**What you will do**
Reproduce all of the records below line for line, leaving out the pictures.
____________
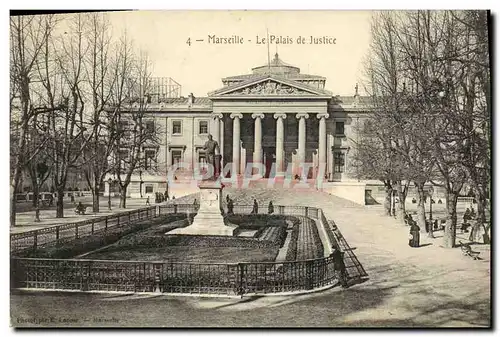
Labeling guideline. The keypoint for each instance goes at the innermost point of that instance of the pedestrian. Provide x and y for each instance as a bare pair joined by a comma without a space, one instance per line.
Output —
230,207
339,267
270,208
414,237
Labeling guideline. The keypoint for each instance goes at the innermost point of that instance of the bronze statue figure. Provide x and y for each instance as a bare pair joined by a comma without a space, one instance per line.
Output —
213,158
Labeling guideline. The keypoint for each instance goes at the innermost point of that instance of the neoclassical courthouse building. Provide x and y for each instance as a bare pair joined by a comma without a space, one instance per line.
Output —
274,115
____________
**Solved exercise**
Labeling guideline. The keypoint for each instance goes at the innermost point of that instance of the pedestrian. Provide x and y for each instance as a bare pair joined by a comma without a space, one instance per line.
Output —
230,207
339,267
270,208
414,237
Labeling guideline. The keypoint for each instance goes at the innermost point of that instance of the bronze statue figure. Provide x and y for each instance as a bare pair joined by a comma without a space, one instance per line.
Output —
213,158
Labeling guideline. The keypoint for each instance goes at the innermost point of that instance of the neoclassical courthouse building. Provide x and y for each instance as a bare pair joined by a comma without a space, one instance per line.
Output —
274,115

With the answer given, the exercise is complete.